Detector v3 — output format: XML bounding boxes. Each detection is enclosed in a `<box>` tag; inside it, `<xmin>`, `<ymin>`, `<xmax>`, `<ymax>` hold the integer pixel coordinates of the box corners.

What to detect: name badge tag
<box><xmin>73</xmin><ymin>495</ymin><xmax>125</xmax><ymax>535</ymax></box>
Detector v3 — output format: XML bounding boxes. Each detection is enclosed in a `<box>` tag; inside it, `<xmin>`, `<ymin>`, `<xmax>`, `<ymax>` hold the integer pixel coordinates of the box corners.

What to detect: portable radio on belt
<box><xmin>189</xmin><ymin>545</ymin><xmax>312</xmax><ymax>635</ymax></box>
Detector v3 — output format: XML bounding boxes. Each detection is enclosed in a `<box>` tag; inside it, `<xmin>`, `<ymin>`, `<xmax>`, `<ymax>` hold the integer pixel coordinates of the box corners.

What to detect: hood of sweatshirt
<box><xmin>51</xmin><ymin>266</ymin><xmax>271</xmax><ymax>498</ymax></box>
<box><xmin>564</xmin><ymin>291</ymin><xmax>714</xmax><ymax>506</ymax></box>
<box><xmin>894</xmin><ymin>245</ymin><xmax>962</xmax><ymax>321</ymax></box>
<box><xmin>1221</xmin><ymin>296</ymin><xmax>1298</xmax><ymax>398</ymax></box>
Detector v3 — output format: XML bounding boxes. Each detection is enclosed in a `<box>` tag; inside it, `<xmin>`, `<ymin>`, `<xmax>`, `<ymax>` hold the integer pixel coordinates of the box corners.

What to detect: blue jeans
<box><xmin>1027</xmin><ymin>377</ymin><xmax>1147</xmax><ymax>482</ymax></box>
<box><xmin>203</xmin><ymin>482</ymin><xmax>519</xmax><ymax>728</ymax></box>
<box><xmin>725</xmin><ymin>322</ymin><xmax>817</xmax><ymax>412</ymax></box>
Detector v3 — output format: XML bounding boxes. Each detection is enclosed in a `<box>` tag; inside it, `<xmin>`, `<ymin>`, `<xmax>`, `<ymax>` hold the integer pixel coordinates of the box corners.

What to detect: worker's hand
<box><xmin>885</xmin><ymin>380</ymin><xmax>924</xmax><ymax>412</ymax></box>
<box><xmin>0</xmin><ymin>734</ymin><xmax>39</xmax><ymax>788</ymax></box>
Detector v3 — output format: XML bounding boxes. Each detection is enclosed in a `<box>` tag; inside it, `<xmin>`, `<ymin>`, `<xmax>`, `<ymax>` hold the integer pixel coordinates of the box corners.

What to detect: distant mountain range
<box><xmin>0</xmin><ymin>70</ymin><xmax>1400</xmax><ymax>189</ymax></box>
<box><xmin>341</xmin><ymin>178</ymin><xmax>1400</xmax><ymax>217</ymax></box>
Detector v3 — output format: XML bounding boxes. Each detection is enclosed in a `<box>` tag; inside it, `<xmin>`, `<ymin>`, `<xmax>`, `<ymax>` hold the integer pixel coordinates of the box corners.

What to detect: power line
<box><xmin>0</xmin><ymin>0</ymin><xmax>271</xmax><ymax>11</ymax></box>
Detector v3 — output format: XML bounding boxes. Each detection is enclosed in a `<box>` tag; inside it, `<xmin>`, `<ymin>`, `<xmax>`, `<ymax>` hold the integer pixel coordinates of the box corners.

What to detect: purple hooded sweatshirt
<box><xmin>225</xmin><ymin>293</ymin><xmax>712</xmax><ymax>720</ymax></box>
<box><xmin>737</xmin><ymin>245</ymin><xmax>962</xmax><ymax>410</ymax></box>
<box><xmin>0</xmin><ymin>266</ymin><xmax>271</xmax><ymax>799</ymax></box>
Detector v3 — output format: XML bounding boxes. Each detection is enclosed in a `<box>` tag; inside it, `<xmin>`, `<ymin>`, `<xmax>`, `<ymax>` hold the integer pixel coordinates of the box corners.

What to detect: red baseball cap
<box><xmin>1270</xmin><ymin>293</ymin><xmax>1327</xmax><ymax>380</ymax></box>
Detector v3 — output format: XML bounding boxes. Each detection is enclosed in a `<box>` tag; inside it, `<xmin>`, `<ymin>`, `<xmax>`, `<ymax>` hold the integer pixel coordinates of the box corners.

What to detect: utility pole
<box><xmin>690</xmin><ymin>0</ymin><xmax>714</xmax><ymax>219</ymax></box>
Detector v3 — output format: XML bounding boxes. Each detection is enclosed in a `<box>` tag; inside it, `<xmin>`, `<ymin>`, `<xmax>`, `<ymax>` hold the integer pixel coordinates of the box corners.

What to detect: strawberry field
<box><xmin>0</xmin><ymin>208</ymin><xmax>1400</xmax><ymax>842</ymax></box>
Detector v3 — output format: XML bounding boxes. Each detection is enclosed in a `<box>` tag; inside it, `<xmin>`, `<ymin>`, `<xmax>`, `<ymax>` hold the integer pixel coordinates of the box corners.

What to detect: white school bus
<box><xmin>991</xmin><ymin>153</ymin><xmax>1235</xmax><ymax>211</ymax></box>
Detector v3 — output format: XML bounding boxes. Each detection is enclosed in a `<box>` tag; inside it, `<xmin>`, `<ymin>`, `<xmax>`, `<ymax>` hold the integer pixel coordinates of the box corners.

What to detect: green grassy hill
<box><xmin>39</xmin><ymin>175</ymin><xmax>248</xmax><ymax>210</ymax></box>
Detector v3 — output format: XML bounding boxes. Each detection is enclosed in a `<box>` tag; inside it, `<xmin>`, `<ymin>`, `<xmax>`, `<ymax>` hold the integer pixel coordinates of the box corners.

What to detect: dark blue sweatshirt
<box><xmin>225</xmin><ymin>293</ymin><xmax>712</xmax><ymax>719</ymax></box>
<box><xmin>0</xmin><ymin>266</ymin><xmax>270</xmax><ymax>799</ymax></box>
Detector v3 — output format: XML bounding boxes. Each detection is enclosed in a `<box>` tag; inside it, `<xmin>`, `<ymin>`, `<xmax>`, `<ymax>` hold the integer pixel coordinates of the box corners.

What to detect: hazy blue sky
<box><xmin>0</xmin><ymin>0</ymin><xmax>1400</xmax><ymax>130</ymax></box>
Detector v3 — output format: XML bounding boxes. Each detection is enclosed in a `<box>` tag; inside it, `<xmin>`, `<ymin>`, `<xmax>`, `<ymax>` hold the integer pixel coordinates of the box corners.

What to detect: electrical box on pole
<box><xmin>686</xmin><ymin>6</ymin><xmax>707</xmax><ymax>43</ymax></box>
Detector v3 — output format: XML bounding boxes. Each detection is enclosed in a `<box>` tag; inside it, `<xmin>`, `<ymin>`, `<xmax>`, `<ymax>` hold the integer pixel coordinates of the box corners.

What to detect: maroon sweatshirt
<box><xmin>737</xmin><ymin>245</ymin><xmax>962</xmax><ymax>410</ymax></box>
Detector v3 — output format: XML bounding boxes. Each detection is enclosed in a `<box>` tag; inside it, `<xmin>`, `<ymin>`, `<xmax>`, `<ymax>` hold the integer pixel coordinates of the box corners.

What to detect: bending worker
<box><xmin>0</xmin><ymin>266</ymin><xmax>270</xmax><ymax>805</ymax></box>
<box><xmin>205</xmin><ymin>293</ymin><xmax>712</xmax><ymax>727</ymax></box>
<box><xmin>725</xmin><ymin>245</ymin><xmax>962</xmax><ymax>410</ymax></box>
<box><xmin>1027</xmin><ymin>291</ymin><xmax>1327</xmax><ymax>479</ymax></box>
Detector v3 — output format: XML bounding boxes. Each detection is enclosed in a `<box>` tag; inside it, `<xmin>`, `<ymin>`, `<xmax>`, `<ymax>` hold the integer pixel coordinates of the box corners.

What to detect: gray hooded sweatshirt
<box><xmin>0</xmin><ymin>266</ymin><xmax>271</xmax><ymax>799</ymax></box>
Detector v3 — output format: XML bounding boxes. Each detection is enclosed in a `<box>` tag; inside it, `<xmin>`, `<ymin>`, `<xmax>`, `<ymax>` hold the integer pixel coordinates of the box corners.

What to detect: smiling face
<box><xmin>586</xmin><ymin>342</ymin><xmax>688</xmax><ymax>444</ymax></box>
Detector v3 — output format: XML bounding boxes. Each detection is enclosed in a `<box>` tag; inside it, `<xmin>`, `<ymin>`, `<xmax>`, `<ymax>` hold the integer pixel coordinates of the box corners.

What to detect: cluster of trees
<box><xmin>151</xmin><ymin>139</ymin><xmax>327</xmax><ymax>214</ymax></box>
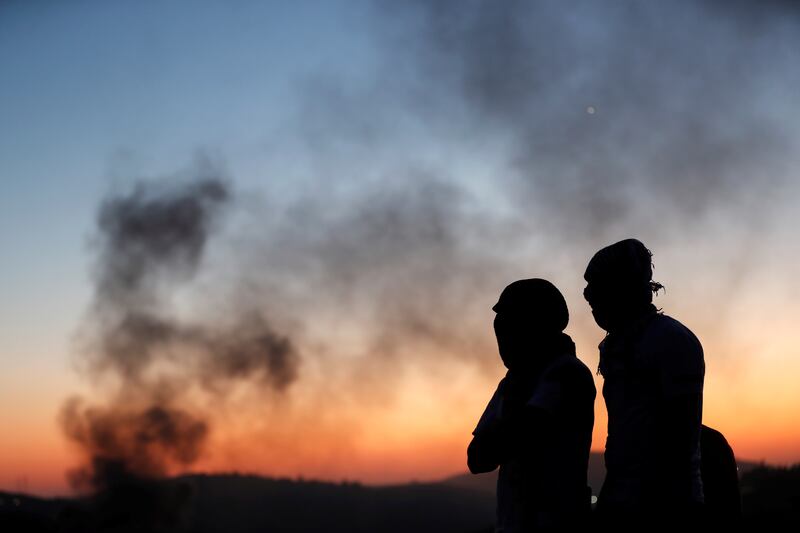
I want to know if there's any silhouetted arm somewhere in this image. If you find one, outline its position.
[467,379,506,474]
[467,428,502,474]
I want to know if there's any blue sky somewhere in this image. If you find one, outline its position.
[0,0,800,487]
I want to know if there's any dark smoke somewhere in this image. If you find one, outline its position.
[62,179,298,489]
[57,0,800,486]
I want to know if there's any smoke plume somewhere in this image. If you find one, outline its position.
[62,178,298,488]
[64,0,800,486]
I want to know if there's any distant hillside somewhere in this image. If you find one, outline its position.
[0,454,788,533]
[443,452,763,495]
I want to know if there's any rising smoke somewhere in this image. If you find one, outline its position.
[64,0,800,486]
[62,179,298,488]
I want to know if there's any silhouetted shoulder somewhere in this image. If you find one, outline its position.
[528,356,597,413]
[638,315,705,395]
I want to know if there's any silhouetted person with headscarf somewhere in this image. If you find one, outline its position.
[584,239,705,530]
[467,279,595,533]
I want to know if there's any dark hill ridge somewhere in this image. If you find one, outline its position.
[0,454,788,533]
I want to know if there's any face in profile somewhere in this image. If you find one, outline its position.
[494,312,530,370]
[583,276,621,331]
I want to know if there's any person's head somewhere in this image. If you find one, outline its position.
[583,239,663,331]
[492,278,569,370]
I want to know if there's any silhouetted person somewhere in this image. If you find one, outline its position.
[584,239,705,529]
[467,279,595,533]
[700,426,742,531]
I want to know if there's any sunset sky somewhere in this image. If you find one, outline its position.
[0,0,800,494]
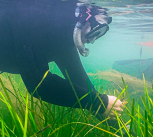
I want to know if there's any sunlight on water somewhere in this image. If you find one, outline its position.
[81,2,153,75]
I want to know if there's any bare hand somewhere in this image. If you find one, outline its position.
[103,95,124,120]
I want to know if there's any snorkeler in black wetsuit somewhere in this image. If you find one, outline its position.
[0,0,123,131]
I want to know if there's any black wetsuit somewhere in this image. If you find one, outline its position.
[0,0,108,113]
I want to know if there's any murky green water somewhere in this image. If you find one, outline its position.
[81,1,153,72]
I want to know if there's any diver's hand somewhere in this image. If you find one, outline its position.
[103,95,124,120]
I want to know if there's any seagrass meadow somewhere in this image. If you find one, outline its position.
[0,62,153,137]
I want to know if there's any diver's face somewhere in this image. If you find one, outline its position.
[81,22,91,44]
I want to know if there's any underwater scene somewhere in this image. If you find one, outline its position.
[0,0,153,137]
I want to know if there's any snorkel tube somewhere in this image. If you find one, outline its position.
[73,4,112,57]
[73,22,89,57]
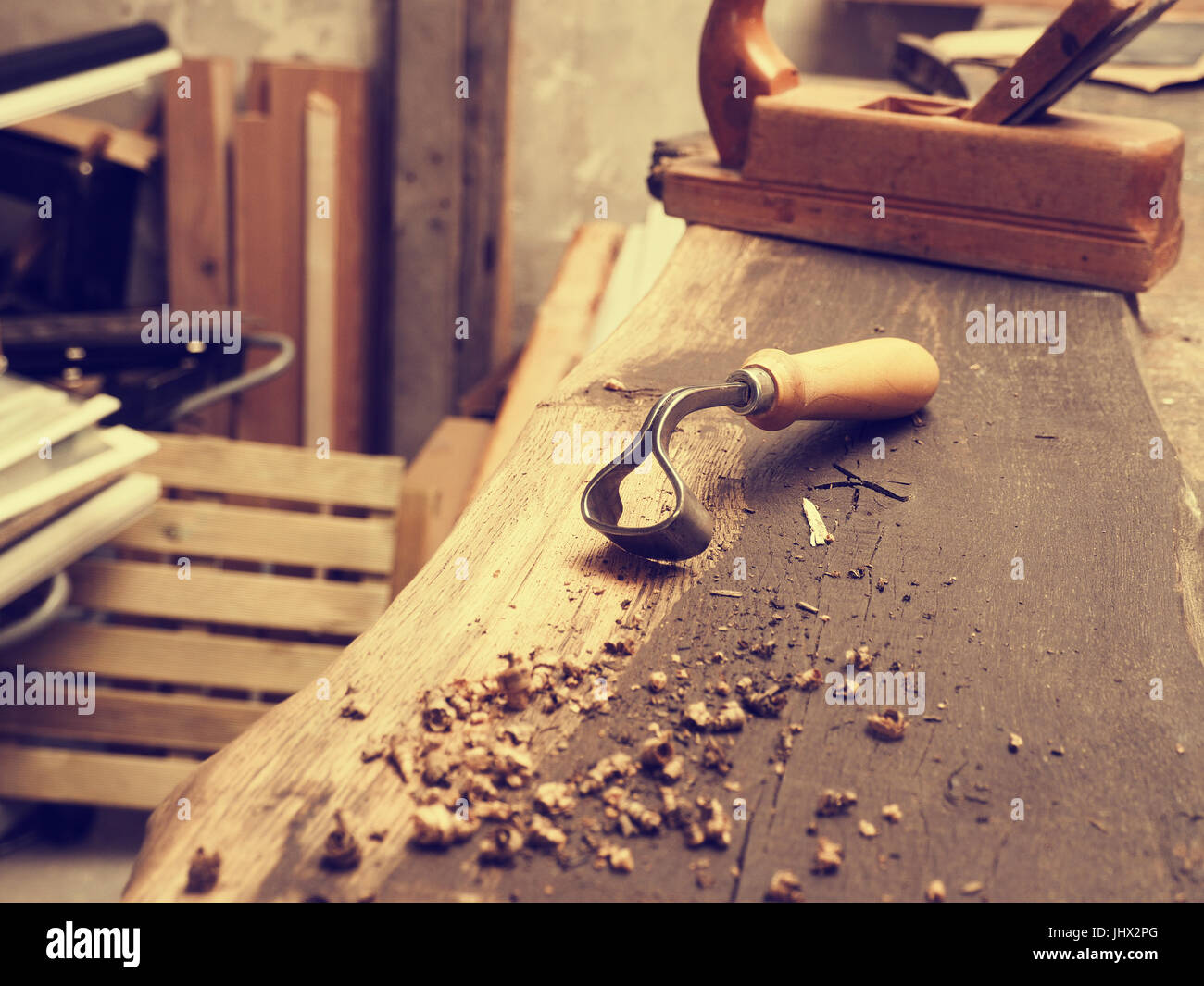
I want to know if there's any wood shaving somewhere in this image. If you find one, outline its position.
[497,654,531,712]
[598,845,635,873]
[422,694,455,733]
[338,698,372,722]
[410,805,481,847]
[682,702,714,732]
[534,780,577,815]
[866,709,907,743]
[803,497,832,548]
[713,702,747,733]
[697,797,732,849]
[639,737,673,770]
[765,869,803,905]
[184,849,221,893]
[815,787,858,818]
[811,835,844,873]
[527,815,569,849]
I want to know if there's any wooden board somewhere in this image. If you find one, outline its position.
[394,417,494,593]
[127,226,1204,901]
[163,57,235,434]
[235,61,376,452]
[301,92,342,448]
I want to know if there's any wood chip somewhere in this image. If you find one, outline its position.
[815,787,858,818]
[866,709,907,743]
[811,835,844,873]
[765,869,803,905]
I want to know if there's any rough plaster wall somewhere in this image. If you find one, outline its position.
[512,0,976,331]
[510,0,821,331]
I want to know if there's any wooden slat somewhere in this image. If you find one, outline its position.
[0,686,272,753]
[163,57,240,434]
[112,500,394,576]
[302,93,344,449]
[474,221,625,489]
[0,743,196,809]
[20,621,342,693]
[394,418,493,591]
[69,561,390,636]
[140,433,402,510]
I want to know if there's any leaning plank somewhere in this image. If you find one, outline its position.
[394,417,493,590]
[20,620,342,693]
[127,226,1204,901]
[69,561,389,634]
[476,220,625,489]
[301,92,344,448]
[0,743,196,810]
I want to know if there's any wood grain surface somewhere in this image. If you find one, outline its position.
[127,226,1204,901]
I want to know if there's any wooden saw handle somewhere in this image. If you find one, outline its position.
[744,338,940,431]
[698,0,798,168]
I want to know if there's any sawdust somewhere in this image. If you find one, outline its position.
[765,869,803,905]
[866,709,907,743]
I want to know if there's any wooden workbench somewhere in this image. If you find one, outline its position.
[127,71,1204,901]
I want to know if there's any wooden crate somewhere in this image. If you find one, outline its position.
[0,434,404,808]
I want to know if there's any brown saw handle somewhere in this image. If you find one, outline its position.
[698,0,798,168]
[744,338,940,431]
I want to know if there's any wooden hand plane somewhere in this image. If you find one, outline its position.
[658,0,1184,292]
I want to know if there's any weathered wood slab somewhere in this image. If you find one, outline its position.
[127,226,1204,901]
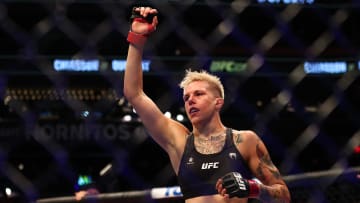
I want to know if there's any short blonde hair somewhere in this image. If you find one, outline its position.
[179,69,225,99]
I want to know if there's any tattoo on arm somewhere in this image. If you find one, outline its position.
[235,133,243,144]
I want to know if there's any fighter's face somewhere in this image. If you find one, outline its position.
[183,81,221,123]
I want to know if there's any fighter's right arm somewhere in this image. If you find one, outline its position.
[124,7,187,153]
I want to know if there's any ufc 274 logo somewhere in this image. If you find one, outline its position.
[201,162,219,169]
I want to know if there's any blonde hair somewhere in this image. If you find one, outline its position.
[179,69,225,99]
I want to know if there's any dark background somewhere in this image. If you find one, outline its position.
[0,0,360,199]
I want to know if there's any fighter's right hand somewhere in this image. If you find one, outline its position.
[127,7,158,46]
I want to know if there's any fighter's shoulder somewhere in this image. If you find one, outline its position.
[232,130,259,144]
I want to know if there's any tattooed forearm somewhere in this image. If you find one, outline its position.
[259,185,290,203]
[235,133,243,144]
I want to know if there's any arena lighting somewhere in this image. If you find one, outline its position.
[5,187,12,197]
[303,61,352,74]
[210,60,247,73]
[257,0,315,4]
[99,163,112,176]
[122,114,132,122]
[164,111,171,118]
[53,59,100,72]
[176,114,185,122]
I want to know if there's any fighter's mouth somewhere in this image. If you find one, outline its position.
[189,107,199,114]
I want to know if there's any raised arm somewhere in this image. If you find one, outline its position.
[124,7,187,155]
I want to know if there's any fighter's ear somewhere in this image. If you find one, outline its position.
[215,97,224,109]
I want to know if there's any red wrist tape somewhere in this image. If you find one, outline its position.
[248,180,260,197]
[127,31,147,46]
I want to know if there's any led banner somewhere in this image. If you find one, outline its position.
[53,59,150,72]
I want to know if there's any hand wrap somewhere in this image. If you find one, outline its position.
[222,172,260,198]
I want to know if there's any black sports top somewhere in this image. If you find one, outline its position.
[178,128,252,199]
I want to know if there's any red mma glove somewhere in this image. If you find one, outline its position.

→ Challenge
Exactly and only the lines from the line containing "I want to know if there's any fighter's ear" through the last line of the entries should be copied, both ends included.

→ Final result
I want to know if there's any fighter's ear somewhere in this image. If you find one, outline its position.
[215,97,224,109]
I want to know if there's any red wrist tape somewhere in this image. If you find one, outline its position.
[248,180,260,197]
[127,31,147,46]
I want to know if there's any led banner somewhere in this image. If you find one, outline its position.
[53,59,150,72]
I want to know if there's any hand wrap somewhere in this image. If you find one, outline its position.
[222,172,260,198]
I want to know if there's any black sports top somewhere in this image. If you find one, outline its position.
[178,128,252,199]
I want to know if there's any red mma glove somewhere in this image. If you find one, outline its position.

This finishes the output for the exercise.